Return each line of the records below that contains the word "locate".

_GIVEN DATA:_
*** Begin section ***

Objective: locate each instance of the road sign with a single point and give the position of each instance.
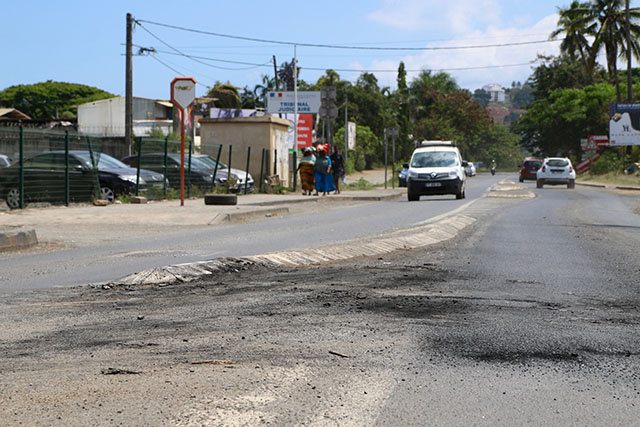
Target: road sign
(183, 91)
(284, 102)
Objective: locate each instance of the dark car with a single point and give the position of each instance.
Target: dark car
(4, 161)
(44, 178)
(238, 175)
(402, 175)
(201, 173)
(529, 168)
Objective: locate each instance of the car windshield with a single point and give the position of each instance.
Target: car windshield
(210, 162)
(103, 161)
(434, 159)
(557, 162)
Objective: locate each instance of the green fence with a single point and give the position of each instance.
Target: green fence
(48, 166)
(66, 167)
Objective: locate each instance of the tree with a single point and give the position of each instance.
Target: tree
(610, 15)
(555, 124)
(482, 97)
(50, 100)
(226, 94)
(604, 22)
(575, 22)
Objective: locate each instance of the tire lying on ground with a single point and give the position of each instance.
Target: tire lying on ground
(220, 199)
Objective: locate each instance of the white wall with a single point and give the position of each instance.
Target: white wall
(104, 117)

*** End section ***

_RESPONSE AREA:_
Objective: locate each instance of the road sign with a single point and give the position of each instance.
Objective: locate each instance of the dark car with a single point and give the position of each instance.
Objective: locate each instance of the car windshield with a single point and give the position of each instance.
Objective: locate each instance of the green fence with a single point and give the position of each instance.
Objective: locate each instance of the tree with a single point and give the position of each instance.
Objective: locate each instance of the tire lying on ground with a single point and give the position of each instance.
Objective: locate each instance of the white wall with a single point and give the position of each instance.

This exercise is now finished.